• [Source excerpt]:

COLUMBIA BASIN LAND PROTECTION ASSOCIATION, an unincorporated association, et al., Plaintiffs,
v.
Thomas S. KLEPPE, Secretary of Interior, and Donald Paul Hodel, Administrator, Bonneville Power Administration, Defendants



The opinion of the court was delivered by: NEILL

MEMORANDUM AND ORDER

Bonneville Power Administration (BPA) has filed an environmental impact statement (EIS) covering a proposed program to construct a series of power transmission lines extending from Little Goose and Lower Granite dams on the Lower Snake River to the Mid-Willamette Valley area of Oregon. As part of this energy redistribution program BPA has proposed a 500-kilowatt transmission line which will connect Lower Monumental Dam with a substation at Ashe, near Richland, Washington. BPA intends to construct this line along proposed route "D", which traverses dry and irrigated farmland owned by members of the plaintiff Columbia Basin Land Protection Association, an organization formed for the purpose of seeking an alternate route for the power line.

 Having failed to persuade BPA to utilize their proposed route "E", which traverses a longer route across dry rangeland, plaintiffs seek injunctive and declaratory relief, based on the National Environmental Protection Act (NEPA), declaring BPA's impact statement inadequate and its decision to utilize route "D" arbitrary and capricious and an abuse of discretion.

 Presently before the Court is plaintiffs' motion for a preliminary injunction.

 The factors a Court must consider on a motion for preliminary injunction are:

 
(1) the significance of the threat of irreparable harm to plaintiff if the injunction is not granted;
 
(2) the state of the balance between this harm and the injury that granting the injunction could inflict on the defendant;
 
(3) the probability that plaintiff will succeed on the merits; and
 
(4) the public interest.

• [Entries]:
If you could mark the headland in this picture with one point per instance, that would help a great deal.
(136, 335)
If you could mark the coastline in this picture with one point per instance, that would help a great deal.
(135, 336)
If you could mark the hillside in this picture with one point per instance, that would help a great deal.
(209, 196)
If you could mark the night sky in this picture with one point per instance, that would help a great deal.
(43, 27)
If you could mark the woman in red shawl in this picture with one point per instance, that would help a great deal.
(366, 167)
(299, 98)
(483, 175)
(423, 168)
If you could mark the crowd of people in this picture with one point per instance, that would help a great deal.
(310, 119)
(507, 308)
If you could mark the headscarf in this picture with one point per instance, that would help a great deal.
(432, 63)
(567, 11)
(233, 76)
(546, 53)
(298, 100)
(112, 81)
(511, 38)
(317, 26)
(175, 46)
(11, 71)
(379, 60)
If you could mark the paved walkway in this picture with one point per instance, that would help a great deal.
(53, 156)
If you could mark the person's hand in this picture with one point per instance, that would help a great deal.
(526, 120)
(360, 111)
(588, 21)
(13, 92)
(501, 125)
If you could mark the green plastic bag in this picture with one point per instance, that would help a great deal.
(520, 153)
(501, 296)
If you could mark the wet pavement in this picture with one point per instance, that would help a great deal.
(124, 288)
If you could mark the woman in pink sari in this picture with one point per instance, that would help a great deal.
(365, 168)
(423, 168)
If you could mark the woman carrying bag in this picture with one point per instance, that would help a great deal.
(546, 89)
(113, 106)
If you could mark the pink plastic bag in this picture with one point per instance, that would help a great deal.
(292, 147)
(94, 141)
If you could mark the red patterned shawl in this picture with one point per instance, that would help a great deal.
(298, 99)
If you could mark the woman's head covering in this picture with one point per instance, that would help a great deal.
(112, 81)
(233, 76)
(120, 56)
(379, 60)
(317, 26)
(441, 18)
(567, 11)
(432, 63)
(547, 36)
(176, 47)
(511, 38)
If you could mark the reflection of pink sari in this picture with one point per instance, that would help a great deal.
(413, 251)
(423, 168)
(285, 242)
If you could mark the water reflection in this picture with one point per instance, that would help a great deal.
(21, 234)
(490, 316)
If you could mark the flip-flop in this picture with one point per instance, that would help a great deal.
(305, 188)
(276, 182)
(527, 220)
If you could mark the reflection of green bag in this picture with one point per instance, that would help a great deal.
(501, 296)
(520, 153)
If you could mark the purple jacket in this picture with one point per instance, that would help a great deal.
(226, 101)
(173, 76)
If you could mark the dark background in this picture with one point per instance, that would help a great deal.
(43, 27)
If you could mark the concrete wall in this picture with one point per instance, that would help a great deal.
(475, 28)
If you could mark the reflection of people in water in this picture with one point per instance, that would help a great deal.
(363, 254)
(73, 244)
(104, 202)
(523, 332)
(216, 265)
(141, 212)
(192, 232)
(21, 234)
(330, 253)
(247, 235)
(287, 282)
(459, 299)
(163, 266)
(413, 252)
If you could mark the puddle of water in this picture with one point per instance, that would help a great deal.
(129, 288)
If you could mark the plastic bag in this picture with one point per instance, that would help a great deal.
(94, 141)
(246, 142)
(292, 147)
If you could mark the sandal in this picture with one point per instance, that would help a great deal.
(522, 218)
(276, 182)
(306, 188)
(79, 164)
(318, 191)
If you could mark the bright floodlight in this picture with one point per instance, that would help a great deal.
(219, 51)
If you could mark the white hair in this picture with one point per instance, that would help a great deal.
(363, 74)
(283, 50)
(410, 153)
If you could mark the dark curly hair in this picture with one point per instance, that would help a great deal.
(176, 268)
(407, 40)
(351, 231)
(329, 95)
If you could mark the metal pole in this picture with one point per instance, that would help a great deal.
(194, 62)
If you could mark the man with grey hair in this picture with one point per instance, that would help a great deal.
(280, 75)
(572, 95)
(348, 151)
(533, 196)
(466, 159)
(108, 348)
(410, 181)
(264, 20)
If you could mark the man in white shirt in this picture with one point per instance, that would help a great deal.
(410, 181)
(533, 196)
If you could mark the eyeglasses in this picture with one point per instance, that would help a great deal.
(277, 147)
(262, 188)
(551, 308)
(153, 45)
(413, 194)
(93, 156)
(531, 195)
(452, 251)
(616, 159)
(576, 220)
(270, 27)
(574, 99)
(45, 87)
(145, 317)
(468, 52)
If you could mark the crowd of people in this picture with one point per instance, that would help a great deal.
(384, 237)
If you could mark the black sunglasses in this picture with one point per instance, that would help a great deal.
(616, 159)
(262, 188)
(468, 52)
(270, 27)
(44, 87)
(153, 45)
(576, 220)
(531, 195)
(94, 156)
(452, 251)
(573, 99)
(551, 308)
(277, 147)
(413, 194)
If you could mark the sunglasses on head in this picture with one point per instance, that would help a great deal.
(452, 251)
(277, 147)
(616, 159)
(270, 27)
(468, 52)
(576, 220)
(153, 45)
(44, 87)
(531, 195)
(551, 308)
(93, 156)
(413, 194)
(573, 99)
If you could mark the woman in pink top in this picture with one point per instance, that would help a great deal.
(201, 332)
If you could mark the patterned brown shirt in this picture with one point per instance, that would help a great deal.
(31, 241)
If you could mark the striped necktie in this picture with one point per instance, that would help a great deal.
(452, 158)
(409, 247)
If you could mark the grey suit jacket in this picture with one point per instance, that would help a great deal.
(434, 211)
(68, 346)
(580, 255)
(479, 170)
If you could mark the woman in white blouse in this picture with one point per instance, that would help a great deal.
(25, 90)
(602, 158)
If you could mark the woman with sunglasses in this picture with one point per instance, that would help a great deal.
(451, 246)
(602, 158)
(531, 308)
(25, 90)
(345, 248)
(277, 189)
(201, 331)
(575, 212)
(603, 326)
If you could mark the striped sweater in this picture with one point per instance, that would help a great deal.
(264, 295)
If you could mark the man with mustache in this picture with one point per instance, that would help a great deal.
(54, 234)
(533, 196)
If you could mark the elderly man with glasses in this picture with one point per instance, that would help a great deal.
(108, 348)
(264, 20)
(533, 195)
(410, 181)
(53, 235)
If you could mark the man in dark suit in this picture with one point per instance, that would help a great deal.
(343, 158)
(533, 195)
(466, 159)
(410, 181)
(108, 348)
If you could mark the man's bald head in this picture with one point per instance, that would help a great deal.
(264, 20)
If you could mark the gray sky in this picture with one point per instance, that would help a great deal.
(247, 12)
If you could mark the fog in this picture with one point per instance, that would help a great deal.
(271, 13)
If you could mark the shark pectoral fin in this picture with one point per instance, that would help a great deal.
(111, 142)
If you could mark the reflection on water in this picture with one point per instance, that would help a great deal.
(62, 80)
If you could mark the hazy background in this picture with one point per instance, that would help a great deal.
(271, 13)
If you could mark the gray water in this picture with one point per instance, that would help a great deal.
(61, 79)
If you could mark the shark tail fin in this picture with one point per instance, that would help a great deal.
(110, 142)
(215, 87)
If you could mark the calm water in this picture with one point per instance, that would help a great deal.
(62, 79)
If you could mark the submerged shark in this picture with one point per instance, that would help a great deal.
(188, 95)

• [Goal of the exercise]:
Revise the part of the court memorandum starting with "The factors a" and going on through "the public interest." so that "restraining order" stands in place of "injunction" each time it appears.

• [Full solution]:
The factors a Court must consider on a motion for preliminary restraining order are:

 
(1) the significance of the threat of irreparable harm to plaintiff if the restraining order is not granted;
 
(2) the state of the balance between this harm and the injury that granting the restraining order could inflict on the defendant;
 
(3) the probability that plaintiff will succeed on the merits; and
 
(4) the public interest.